- _Text for analysis_:
◇ ◇ ◇ ◇ ◇ ◇ ◇
Re: Measuring cumulating research impact loss across fields and time

From: Stevan Harnad <harnad_at_ecs.soton.ac.uk>
Date: Tue, 25 Nov 2003 20:51:49 +0000

Dear Professor Spurrett,

Many thanks for the permission to post your message.

I might add, by way of a subtle strategic point, that if we are to have
open access to all refereed research, researchers have to be persuaded (or
obliged) to provide it. They will not be persuaded to provide open access
to their research output in order to solve their library's serials budget
problems, nor in order to punish the venal publishers, nor for the sake of
charity to the developing world -- nor even so that teachers, students and
the general public should have access to their work! Those are all worthy
reasons; moreover, they are among the likely side-effects of open access;
but they are definitely not what will persuade researchers to *provide*
the open access in the first place.
◇ ◇ ◇ ◇ ◇ ◇ ◇
- _Action item_:
List every reason that the message on research impact loss says will not persuade researchers to provide open access to their research output.

(Stored records)
◇ ◇ ◇ ◇ ◇ ◇ ◇
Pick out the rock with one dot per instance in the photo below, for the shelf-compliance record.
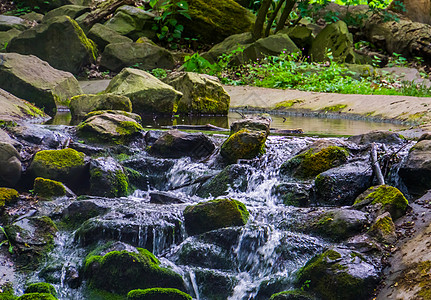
(336, 37)
(340, 224)
(209, 19)
(108, 178)
(79, 211)
(339, 274)
(60, 41)
(145, 56)
(269, 46)
(176, 144)
(41, 287)
(341, 185)
(164, 198)
(10, 160)
(214, 214)
(66, 165)
(202, 94)
(83, 104)
(72, 11)
(293, 194)
(315, 159)
(110, 126)
(403, 36)
(416, 170)
(11, 22)
(148, 94)
(32, 79)
(383, 198)
(377, 136)
(31, 237)
(227, 46)
(7, 195)
(233, 177)
(103, 35)
(383, 229)
(48, 188)
(132, 22)
(158, 293)
(122, 271)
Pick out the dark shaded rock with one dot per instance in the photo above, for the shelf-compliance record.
(214, 214)
(146, 56)
(175, 144)
(108, 178)
(60, 41)
(340, 186)
(233, 177)
(28, 77)
(416, 170)
(340, 274)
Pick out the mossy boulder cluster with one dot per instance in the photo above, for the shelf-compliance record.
(215, 214)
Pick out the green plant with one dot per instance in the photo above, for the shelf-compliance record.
(6, 241)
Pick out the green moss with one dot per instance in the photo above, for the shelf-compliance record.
(7, 195)
(309, 164)
(214, 214)
(59, 159)
(158, 293)
(41, 287)
(48, 188)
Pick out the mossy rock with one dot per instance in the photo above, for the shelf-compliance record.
(157, 294)
(339, 274)
(48, 188)
(65, 165)
(244, 144)
(310, 163)
(37, 296)
(386, 198)
(41, 287)
(7, 196)
(122, 271)
(214, 214)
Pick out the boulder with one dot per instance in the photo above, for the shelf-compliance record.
(107, 178)
(66, 165)
(122, 271)
(11, 22)
(227, 46)
(202, 94)
(272, 45)
(48, 188)
(10, 160)
(315, 159)
(7, 196)
(215, 20)
(132, 22)
(158, 293)
(146, 56)
(338, 274)
(103, 36)
(110, 126)
(416, 170)
(214, 214)
(337, 38)
(233, 177)
(341, 185)
(60, 41)
(383, 198)
(175, 144)
(83, 104)
(34, 80)
(148, 94)
(72, 11)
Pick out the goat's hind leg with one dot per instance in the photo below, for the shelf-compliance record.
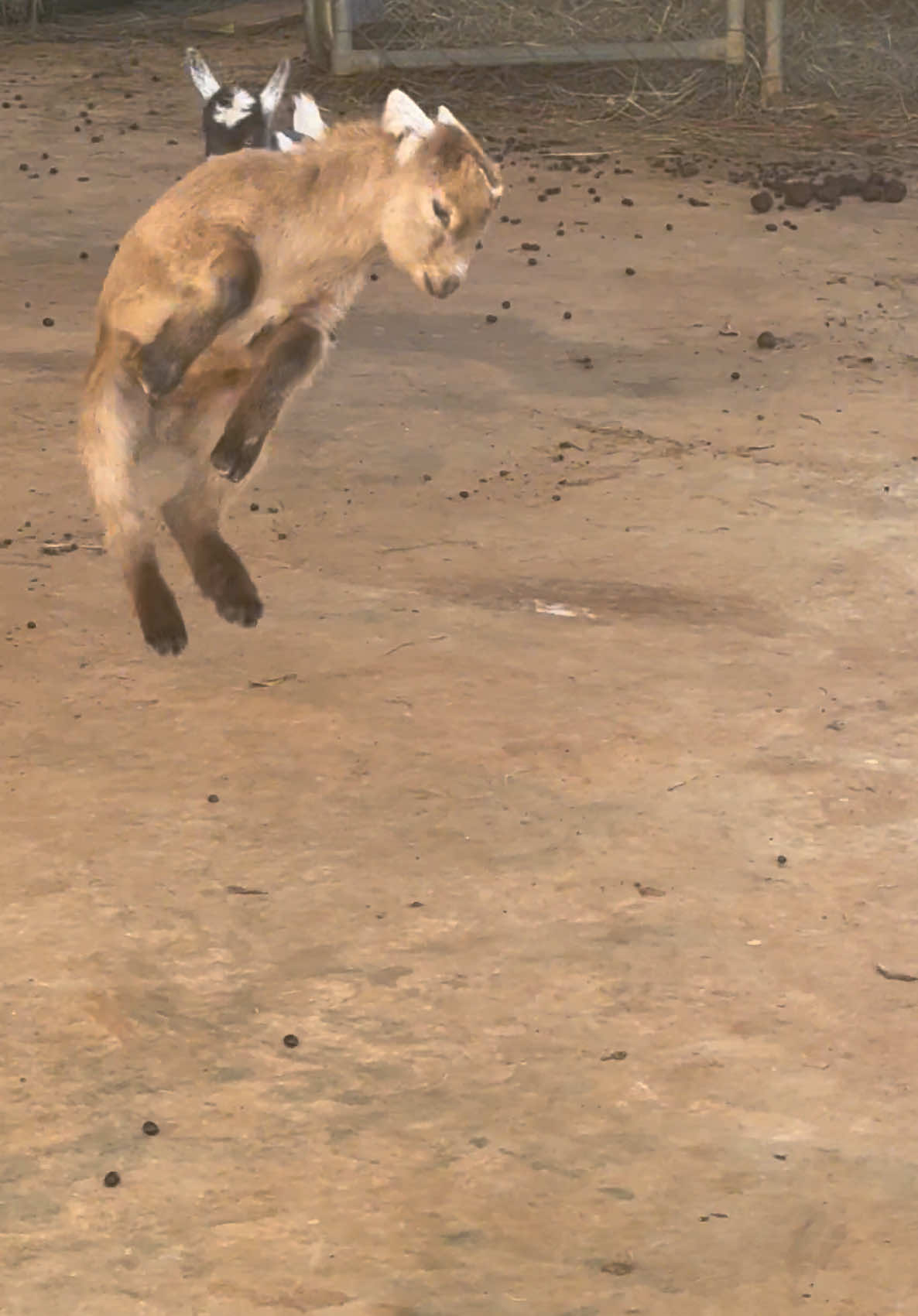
(227, 290)
(115, 422)
(193, 516)
(290, 353)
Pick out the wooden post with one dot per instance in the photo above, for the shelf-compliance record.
(735, 32)
(343, 43)
(772, 78)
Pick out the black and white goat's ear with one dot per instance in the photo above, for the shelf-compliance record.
(273, 90)
(406, 121)
(307, 120)
(200, 74)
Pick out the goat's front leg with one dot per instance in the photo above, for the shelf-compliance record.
(293, 352)
(225, 291)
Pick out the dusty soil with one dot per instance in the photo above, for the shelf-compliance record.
(564, 822)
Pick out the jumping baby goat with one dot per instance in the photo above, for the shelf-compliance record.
(223, 299)
(235, 118)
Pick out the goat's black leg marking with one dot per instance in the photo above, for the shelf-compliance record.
(156, 607)
(187, 332)
(296, 352)
(221, 576)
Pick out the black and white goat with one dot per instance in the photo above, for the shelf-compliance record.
(235, 118)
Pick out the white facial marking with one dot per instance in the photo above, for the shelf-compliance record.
(200, 73)
(307, 120)
(273, 90)
(238, 108)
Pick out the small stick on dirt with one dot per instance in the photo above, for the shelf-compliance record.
(896, 978)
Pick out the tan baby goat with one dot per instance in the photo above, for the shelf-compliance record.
(221, 300)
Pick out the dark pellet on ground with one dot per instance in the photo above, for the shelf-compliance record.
(829, 191)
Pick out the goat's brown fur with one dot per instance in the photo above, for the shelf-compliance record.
(221, 299)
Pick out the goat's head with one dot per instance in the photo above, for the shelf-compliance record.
(445, 190)
(234, 118)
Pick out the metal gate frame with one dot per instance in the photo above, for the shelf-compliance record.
(330, 35)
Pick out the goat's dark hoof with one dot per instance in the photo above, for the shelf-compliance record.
(235, 458)
(223, 579)
(159, 612)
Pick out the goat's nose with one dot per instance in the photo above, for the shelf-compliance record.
(448, 285)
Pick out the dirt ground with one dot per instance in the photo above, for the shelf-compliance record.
(561, 805)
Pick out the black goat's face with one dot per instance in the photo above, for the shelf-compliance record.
(234, 118)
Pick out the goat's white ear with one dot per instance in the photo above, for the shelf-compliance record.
(274, 88)
(200, 74)
(445, 116)
(402, 118)
(307, 120)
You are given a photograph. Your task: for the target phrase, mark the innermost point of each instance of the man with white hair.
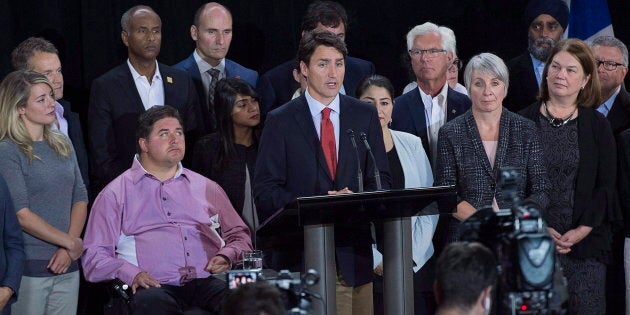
(424, 110)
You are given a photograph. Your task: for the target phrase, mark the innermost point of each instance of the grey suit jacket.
(462, 160)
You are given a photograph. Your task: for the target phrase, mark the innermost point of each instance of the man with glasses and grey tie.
(212, 33)
(422, 112)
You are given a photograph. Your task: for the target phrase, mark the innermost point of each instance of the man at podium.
(305, 150)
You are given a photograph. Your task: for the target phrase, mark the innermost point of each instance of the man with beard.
(546, 21)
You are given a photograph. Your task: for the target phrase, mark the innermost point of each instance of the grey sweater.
(48, 186)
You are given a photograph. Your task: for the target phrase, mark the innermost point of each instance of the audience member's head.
(236, 106)
(256, 298)
(465, 275)
(489, 64)
(431, 49)
(575, 54)
(322, 62)
(160, 136)
(40, 55)
(546, 21)
(212, 31)
(326, 15)
(141, 33)
(611, 56)
(26, 101)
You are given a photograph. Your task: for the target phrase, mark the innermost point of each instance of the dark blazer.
(523, 88)
(619, 115)
(115, 106)
(623, 149)
(277, 85)
(462, 161)
(291, 164)
(232, 69)
(408, 114)
(12, 254)
(75, 133)
(595, 201)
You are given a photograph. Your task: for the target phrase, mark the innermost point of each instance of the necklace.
(557, 122)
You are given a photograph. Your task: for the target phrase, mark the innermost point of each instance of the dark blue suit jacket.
(291, 164)
(75, 133)
(232, 69)
(12, 254)
(276, 86)
(408, 114)
(115, 106)
(523, 88)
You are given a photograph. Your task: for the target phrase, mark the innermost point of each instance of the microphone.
(377, 174)
(350, 133)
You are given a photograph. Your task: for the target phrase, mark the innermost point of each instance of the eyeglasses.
(539, 26)
(456, 65)
(609, 65)
(429, 53)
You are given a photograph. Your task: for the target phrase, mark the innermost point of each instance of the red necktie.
(327, 139)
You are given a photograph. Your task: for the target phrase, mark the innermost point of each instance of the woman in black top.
(228, 156)
(579, 150)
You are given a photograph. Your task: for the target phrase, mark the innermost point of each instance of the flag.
(589, 19)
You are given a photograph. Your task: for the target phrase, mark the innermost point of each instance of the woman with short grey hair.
(475, 146)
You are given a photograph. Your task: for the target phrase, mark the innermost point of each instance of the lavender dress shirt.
(140, 224)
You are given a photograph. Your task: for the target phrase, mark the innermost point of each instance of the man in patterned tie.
(212, 33)
(304, 151)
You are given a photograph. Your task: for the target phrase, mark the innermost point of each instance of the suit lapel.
(304, 120)
(126, 84)
(478, 144)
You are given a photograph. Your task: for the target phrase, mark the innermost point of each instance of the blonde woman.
(48, 194)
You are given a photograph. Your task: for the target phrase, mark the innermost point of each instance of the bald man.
(119, 96)
(212, 33)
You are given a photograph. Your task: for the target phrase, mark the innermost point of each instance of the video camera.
(524, 250)
(299, 298)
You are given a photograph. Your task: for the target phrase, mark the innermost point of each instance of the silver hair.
(487, 63)
(447, 35)
(610, 41)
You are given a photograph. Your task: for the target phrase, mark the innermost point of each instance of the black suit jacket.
(276, 86)
(291, 164)
(523, 88)
(75, 133)
(408, 114)
(115, 106)
(595, 202)
(619, 115)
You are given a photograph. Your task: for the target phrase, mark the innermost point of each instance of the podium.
(317, 215)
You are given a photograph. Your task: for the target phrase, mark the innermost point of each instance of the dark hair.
(315, 38)
(462, 272)
(27, 49)
(150, 117)
(224, 100)
(375, 80)
(328, 13)
(591, 95)
(203, 7)
(255, 298)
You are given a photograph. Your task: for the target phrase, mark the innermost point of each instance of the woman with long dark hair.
(228, 156)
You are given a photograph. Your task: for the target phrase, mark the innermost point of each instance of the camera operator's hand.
(218, 264)
(144, 280)
(379, 269)
(562, 247)
(574, 236)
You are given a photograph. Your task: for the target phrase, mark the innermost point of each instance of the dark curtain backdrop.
(266, 33)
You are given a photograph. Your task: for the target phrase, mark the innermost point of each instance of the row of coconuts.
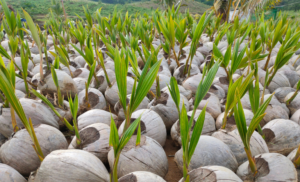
(219, 155)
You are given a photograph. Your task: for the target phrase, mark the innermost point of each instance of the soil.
(174, 174)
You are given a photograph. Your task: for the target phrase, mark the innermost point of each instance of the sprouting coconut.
(279, 137)
(192, 82)
(9, 174)
(282, 92)
(209, 151)
(111, 93)
(94, 139)
(66, 84)
(218, 91)
(212, 173)
(274, 112)
(181, 76)
(271, 167)
(19, 153)
(182, 90)
(119, 109)
(166, 108)
(141, 176)
(102, 80)
(296, 117)
(71, 165)
(81, 73)
(148, 156)
(231, 122)
(295, 104)
(279, 80)
(37, 111)
(95, 100)
(233, 140)
(222, 82)
(208, 128)
(212, 103)
(95, 116)
(151, 125)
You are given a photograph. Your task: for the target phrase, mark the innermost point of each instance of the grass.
(39, 9)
◇ ◇ ◇ ◇ ◇ ◇ ◇
- _Expected answer_:
- To solve their library's serials budget problems
- To punish the venal publishers
- For the sake of charity to the developing world
- So that teachers, students and the general public should have access to their work